Saved entries:
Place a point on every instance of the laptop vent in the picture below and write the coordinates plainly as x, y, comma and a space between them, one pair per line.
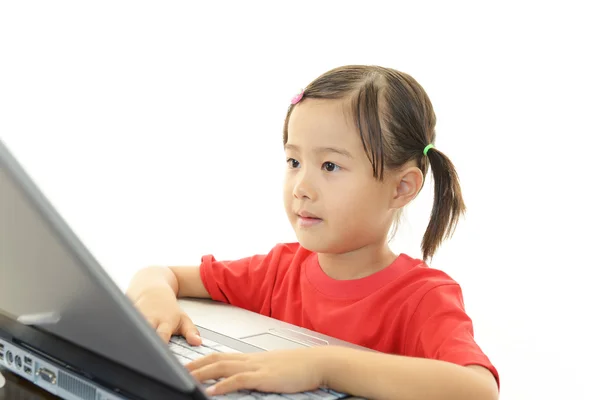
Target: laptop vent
76, 387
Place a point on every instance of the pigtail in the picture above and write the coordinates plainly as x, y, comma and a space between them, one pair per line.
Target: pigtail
448, 203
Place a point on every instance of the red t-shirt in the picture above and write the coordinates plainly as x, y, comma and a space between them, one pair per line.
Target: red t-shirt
407, 308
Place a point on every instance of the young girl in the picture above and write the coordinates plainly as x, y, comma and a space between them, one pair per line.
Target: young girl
358, 143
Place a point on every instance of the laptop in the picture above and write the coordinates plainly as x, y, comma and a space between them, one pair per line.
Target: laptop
66, 326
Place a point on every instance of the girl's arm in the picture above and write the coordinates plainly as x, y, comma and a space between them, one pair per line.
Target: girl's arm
382, 376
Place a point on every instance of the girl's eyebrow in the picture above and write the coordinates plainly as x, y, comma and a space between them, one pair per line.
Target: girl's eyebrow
326, 149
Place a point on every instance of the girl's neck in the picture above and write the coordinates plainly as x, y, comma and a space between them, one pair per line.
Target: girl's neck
358, 263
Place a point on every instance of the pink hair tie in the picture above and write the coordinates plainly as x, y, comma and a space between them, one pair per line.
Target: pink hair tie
296, 99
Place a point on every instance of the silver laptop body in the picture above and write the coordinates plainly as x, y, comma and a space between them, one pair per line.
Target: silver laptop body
66, 327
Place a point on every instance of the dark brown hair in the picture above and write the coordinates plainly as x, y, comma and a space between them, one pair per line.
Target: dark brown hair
396, 121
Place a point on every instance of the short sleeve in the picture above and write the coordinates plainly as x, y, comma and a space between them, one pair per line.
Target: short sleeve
441, 329
247, 283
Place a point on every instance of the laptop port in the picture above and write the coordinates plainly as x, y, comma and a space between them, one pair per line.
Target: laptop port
47, 375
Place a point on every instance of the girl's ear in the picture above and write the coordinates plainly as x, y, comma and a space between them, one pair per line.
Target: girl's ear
407, 184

Try it: The records above should be reproduced exactly, with no pictures included.

Answer area:
Place a point on every instance of the laptop vent in the picture below and write the coordinates plainly as x, y, comma and a space between them, one pair per line.
Target: laptop vent
76, 387
Place a point on every instance of the pigtail in the picture above and write the coordinates plainly as x, y, comma and a space between them, one pair per line.
Target: pigtail
448, 203
Place a point on every instance of the red t-shirt in the picture above and write the coordinates plainly as x, y, comma and a space between them, one pair per line.
Target: red t-shirt
407, 308
Place a point on every instance of the young girl in the picture above and write the coordinates plainly as x, y, comma and a space between them, one pair per line.
Target: young girl
358, 143
Place a point on every instance of the laptop in the picture above and write the coordinates plainly as x, y, comma and a space between them, one pair per line.
Target: laptop
66, 326
Place a point on every instance of the girl's arm in the picture above and write the coordinates plainly as x, y, comma and a space between them, one pair per line.
Target: girl's arm
382, 376
Place a point on every instance of the girl's eyebrow in the picture above and write the coordinates plainly as x, y, comma and a space between them, one pair per line.
Target: girl's eyebrow
326, 149
Place a point on every instance of the girl's neck in the picture above and write the coordinates plainly as x, y, comma and a space between them, one pair per line.
Target: girl's neck
358, 263
Place a point on every instance of the pink hair tie in the picture above and write the coordinates plainly as x, y, comma and a space between them, one pair per line.
Target: pink hair tie
296, 99
Place a point on every instance of the silver laptop body in the picture above and write the coordinates plainly as x, y, comma and a space between them, one pair per line.
Target: silver laptop body
66, 327
Place a point on every instance of the dark brown hair in the picture above and write the coordinates plainly as x, y, comma and a space between them, one pair per line.
Target: dark brown hair
396, 121
Place a point on every instance of the short sleeve in the picture above and write the coordinates plainly as x, y, comma and a space between them, one pair per line.
Target: short sleeve
441, 329
247, 283
Place a point on every instance of the laptop port in the picture above and write the coordinates plainly as x, y, comma and a space between them, one pair per line.
Target: laptop port
47, 375
Place a point on every instance of the girl's ear in the picture above and write the coordinates plainly as x, y, comma and a space between them, one pair per line.
Target: girl's ear
407, 184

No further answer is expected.